Angela Merkel: bowing out, the chancellor who balances Bundestag with Bunsen burner | Philip Oltermann

As she faced a lecture-hall sized auditorium packed with national and international press for the last time in her 16-year chancellorship, there was a sense that the room was simultaneously hearing from two very different people in Angela Merkel.

One was Merkel the politician, unafraid to talk up her achievements, who patted herself on the back for diplomatic victories and expertly fudged answers to difficult questions. The other was Merkel the scientist, who found it hard to skirt around uncomfortable truths and instinctively wanted to scrutinise her doppelgänger’s track record.

Merkel’s training as a quantum chemist has always set her apart from the male lawyers, economists and journalists who held the highest office in German politics before her – as she did not fail to remind her audience on Thursday morning at the last of her annual summer press conferences before she steps down in two months’ time.

At best, the scientific background has made Merkel a politician with an unusually high awareness of there being an objective reality which political language can at best imitate but rarely touch.

• **Given data**:
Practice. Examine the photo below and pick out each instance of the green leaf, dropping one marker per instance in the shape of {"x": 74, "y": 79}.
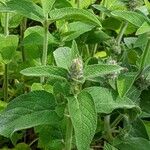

• **Tasks**:
[a] According to the article on Angela Merkel, how long did her chancellorship last?
[b] Write out the part of the article on Angela Merkel that starts at "One was Merkel" and ends after "but rarely touch.".
[c] Continue the article on Angela Merkel from where it stops.
The listing comes from a separate source.

• **Responses by item number**:
[a] 16 years.

[b]
One was Merkel the politician, unafraid to talk up her achievements, who patted herself on the back for diplomatic victories and expertly fudged answers to difficult questions. The other was Merkel the scientist, who found it hard to skirt around uncomfortable truths and instinctively wanted to scrutinise her doppelgänger’s track record.

Merkel’s training as a quantum chemist has always set her apart from the male lawyers, economists and journalists who held the highest office in German politics before her – as she did not fail to remind her audience on Thursday morning at the last of her annual summer press conferences before she steps down in two months’ time.

At best, the scientific background has made Merkel a politician with an unusually high awareness of there being an objective reality which political language can at best imitate but rarely touch.

[c]
One of the recent trends in western democracies that most worried her, she said, was a social-media-fuelled “mixing of feelings and facts”, a phenomenon she felt had the potential to unroll the achievements of the Enlightenment. “These are two separate categories: feelings are feelings, and facts are facts.”

Her inability to let politics descend to sloganeering is striking, even more so when compared with certain British prime ministers.

Asked whether there had been distinctly feminine quality in her leadership, Merkel the politician briefly smelled a catchy line. “On balance, women have a certain yearning for efficiency.”

But even as her quip triggered sniggers around the room, Merkel the scientist began rowing back, imagining the headlines in horror: you couldn’t generalise about male and female behaviour as such, she clarified, women were more different then they were alike.

At her worst, as when she turned to the subject of the controversial Nord Stream II pipeline between Germany and Russia, Merkel speaks like a scientist about what are political decisions, presenting choices as inevitable procedures.

The deal with the US, which commits Germany to sanction Russia if it tries to use energy supplies as geopolitical leverage but enables completion of the gas pipeline, was “a good step that does not overcome all divergences”, Merkel said, making it sound like a conflict resolution workshop rather than a concrete project that places Germany’s industrial interests over the concerns of its eastern European and Baltic neighbours.

Yet on climate change, the subject arguably set to dominate her last two months in office, Merkel the scientist is making herself heard against Merkel the politician more loudly than usual.

“Germany has done a lot,” she insisted, championing the expansion of renewable energy and reduction of carbon emissions under her watch.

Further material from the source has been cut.